Directive:
Reproduce, character for character, every line of the records from the one holding "Mark each instance of the small tree" through the last line of the records, both ends included.

Record list:
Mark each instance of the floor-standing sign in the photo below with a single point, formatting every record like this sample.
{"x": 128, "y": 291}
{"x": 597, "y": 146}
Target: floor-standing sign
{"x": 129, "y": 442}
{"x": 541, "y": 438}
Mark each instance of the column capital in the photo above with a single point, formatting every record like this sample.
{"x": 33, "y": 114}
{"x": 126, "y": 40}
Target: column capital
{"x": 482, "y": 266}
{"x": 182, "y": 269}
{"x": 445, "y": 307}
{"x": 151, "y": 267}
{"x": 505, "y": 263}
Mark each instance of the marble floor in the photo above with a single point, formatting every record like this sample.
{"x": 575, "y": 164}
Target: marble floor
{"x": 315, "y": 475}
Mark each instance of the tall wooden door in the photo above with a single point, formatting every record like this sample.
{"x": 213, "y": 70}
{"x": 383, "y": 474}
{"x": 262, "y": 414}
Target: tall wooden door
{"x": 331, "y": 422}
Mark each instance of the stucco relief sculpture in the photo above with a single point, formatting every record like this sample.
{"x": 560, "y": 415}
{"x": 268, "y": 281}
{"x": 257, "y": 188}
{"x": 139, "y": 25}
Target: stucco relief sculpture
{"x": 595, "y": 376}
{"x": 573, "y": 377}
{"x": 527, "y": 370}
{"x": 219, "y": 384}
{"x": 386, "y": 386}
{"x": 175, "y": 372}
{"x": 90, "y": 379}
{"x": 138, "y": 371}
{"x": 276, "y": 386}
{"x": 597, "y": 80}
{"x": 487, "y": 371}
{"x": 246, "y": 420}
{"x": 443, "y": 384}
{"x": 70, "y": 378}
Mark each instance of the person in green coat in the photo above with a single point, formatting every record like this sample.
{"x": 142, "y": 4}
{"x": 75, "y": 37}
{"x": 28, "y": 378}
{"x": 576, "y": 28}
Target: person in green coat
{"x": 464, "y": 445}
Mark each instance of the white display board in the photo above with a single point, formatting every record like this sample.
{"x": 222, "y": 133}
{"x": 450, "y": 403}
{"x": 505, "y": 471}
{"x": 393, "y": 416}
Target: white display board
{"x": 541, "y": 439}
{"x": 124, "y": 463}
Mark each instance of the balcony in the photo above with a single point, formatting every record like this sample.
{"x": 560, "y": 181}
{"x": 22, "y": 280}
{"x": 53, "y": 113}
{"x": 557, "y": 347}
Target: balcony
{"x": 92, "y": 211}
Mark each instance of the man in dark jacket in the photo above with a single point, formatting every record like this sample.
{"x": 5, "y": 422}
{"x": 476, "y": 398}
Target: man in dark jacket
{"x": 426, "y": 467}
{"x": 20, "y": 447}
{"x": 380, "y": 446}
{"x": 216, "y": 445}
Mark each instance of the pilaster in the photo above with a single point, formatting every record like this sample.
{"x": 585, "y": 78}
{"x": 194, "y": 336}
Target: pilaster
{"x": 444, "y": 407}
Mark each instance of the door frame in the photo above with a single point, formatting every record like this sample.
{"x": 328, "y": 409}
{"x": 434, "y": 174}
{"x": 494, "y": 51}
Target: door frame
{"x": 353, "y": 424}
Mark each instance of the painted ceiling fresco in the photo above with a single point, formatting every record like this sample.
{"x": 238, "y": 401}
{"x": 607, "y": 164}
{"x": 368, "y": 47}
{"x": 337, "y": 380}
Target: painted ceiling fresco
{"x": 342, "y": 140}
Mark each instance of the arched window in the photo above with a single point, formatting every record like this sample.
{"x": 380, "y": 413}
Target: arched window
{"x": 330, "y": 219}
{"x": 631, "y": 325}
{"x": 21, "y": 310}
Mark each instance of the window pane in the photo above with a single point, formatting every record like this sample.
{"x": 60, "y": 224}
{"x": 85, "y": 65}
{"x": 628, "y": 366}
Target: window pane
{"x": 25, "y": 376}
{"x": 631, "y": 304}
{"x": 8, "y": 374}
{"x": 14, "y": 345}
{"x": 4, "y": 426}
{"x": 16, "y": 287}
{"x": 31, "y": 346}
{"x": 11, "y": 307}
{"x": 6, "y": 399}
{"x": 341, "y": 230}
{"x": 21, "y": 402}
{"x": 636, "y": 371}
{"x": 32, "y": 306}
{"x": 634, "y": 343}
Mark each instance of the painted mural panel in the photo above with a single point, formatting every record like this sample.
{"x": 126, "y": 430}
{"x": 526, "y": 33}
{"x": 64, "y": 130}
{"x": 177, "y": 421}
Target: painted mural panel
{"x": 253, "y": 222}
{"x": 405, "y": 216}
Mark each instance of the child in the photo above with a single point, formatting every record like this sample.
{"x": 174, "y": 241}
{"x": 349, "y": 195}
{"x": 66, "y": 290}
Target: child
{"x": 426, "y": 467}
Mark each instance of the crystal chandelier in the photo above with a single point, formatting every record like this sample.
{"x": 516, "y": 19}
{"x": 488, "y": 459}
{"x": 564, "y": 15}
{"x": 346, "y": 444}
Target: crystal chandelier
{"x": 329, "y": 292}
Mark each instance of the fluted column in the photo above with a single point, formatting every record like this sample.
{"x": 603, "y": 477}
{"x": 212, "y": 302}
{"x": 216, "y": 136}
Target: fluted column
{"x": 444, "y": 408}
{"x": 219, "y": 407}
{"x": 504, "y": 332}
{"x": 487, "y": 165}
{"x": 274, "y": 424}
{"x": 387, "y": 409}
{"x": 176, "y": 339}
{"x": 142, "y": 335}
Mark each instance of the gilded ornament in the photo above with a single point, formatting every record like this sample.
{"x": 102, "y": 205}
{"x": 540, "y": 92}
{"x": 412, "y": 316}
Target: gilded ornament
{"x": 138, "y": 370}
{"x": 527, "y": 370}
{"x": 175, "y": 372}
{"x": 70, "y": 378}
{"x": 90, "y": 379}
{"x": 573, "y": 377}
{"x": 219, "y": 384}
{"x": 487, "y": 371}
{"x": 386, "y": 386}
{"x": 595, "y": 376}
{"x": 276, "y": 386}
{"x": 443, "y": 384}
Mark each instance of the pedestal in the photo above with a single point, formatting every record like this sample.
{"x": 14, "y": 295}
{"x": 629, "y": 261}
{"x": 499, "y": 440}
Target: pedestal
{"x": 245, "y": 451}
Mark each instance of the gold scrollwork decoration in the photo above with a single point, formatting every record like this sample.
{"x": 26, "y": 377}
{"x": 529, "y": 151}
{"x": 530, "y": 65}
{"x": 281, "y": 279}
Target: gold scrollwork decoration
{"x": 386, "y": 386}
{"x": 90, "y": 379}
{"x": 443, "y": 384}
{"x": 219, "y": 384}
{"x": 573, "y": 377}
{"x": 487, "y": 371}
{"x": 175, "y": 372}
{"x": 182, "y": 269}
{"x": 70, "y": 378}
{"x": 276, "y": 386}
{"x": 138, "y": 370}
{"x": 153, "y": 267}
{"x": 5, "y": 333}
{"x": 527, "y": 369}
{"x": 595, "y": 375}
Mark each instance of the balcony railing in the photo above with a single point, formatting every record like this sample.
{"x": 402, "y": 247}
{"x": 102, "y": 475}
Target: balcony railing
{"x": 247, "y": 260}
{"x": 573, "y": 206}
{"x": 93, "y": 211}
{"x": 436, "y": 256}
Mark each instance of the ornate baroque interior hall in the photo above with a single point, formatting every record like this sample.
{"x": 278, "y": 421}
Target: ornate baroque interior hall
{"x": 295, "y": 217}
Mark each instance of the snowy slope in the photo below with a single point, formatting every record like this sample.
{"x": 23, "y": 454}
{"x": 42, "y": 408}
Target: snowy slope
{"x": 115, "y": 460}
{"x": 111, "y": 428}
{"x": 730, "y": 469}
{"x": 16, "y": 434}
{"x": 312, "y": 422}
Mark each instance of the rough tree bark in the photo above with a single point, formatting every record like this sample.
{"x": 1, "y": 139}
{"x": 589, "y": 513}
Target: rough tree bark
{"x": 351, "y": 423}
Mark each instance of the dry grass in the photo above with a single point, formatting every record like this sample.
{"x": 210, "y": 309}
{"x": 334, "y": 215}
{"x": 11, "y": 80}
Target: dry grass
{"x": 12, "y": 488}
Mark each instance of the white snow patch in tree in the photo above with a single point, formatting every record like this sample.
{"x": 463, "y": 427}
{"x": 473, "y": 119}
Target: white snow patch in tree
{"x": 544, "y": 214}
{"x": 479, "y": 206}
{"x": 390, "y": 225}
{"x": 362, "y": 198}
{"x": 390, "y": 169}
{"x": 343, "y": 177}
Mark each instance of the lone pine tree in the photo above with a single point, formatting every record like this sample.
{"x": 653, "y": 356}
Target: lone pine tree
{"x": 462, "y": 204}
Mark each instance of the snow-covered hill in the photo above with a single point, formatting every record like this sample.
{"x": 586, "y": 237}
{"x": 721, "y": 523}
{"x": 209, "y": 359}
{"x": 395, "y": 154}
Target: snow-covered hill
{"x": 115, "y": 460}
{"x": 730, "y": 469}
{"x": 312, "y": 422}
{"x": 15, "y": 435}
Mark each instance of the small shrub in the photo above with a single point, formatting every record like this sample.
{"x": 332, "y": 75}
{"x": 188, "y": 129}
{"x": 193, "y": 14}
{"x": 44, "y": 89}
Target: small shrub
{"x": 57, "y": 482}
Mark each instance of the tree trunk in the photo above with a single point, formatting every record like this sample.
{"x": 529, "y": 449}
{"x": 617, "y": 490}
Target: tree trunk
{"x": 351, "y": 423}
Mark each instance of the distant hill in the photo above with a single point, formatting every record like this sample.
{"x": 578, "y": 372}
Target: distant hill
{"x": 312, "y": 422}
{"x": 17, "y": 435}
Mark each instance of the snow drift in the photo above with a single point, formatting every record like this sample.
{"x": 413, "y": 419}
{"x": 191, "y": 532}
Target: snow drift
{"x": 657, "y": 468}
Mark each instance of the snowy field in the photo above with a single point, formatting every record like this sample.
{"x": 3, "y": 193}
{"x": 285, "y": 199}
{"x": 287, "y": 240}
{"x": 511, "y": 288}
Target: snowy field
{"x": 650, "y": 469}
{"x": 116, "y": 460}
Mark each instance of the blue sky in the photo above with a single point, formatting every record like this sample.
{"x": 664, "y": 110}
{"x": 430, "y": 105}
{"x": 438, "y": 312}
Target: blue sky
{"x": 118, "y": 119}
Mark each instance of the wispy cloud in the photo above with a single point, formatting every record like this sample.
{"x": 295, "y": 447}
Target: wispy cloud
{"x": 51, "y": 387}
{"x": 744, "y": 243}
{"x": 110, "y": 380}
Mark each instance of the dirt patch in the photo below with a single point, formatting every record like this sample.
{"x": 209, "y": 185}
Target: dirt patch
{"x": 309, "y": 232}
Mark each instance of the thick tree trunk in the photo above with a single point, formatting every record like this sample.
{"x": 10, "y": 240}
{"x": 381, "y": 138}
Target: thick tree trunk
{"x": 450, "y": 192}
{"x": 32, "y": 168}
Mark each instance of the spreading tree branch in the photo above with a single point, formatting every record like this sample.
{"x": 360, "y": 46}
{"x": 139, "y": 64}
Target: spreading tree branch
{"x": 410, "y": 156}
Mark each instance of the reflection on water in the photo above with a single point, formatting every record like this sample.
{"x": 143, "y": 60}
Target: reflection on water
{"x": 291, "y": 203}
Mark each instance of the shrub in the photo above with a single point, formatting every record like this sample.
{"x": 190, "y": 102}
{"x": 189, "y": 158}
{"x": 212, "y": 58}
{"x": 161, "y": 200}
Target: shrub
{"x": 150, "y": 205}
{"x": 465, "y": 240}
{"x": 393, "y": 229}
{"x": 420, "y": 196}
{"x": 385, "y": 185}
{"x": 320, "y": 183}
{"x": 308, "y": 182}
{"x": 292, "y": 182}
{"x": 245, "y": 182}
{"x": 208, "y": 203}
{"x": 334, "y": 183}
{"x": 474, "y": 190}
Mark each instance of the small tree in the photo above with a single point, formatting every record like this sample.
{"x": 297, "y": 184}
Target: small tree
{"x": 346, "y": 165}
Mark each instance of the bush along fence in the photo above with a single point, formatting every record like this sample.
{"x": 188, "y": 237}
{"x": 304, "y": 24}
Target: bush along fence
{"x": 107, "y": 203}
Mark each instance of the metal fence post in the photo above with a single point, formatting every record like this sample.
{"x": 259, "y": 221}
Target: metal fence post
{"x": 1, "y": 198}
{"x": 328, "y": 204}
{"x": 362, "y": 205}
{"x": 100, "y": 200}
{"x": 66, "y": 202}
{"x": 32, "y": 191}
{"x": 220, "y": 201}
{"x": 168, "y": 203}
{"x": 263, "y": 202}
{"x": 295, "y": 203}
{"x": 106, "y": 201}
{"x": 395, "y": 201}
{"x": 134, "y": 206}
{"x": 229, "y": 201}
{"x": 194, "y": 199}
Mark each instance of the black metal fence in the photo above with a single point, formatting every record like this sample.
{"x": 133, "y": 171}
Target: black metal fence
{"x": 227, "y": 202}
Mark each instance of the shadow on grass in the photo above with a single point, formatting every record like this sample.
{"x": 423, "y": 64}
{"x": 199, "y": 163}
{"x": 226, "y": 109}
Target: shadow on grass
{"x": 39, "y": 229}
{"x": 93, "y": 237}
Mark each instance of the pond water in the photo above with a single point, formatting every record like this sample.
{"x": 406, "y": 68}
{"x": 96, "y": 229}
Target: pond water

Answer to this problem:
Mark each instance of the small tree in the photo above with a single point, formatting every record like this sample.
{"x": 297, "y": 184}
Target: small tree
{"x": 346, "y": 165}
Mark each instance of the bush along fence in the photo above with a single point, formatting every record like this sample.
{"x": 188, "y": 237}
{"x": 304, "y": 24}
Target: bush along fence
{"x": 107, "y": 203}
Mark each instance of the metal fence post in the photo above with a single point, formatting every record like this sample.
{"x": 259, "y": 221}
Target: metal fence post
{"x": 1, "y": 198}
{"x": 328, "y": 204}
{"x": 362, "y": 205}
{"x": 100, "y": 200}
{"x": 66, "y": 202}
{"x": 32, "y": 191}
{"x": 220, "y": 201}
{"x": 168, "y": 203}
{"x": 263, "y": 202}
{"x": 295, "y": 203}
{"x": 106, "y": 201}
{"x": 395, "y": 201}
{"x": 134, "y": 206}
{"x": 229, "y": 201}
{"x": 194, "y": 199}
Mark each instance of the black metal fence in the photo above with a single point, formatting every record like this sample.
{"x": 133, "y": 171}
Target: black metal fence
{"x": 227, "y": 202}
Mark each instance of the shadow on grass in the photo above with a single point, formatting every record like this sample.
{"x": 423, "y": 64}
{"x": 199, "y": 163}
{"x": 226, "y": 109}
Target: shadow on grass
{"x": 39, "y": 229}
{"x": 93, "y": 237}
Mark each instance of the pond water in the photo above with a single point, formatting every record like this sample.
{"x": 406, "y": 68}
{"x": 96, "y": 229}
Target: pond water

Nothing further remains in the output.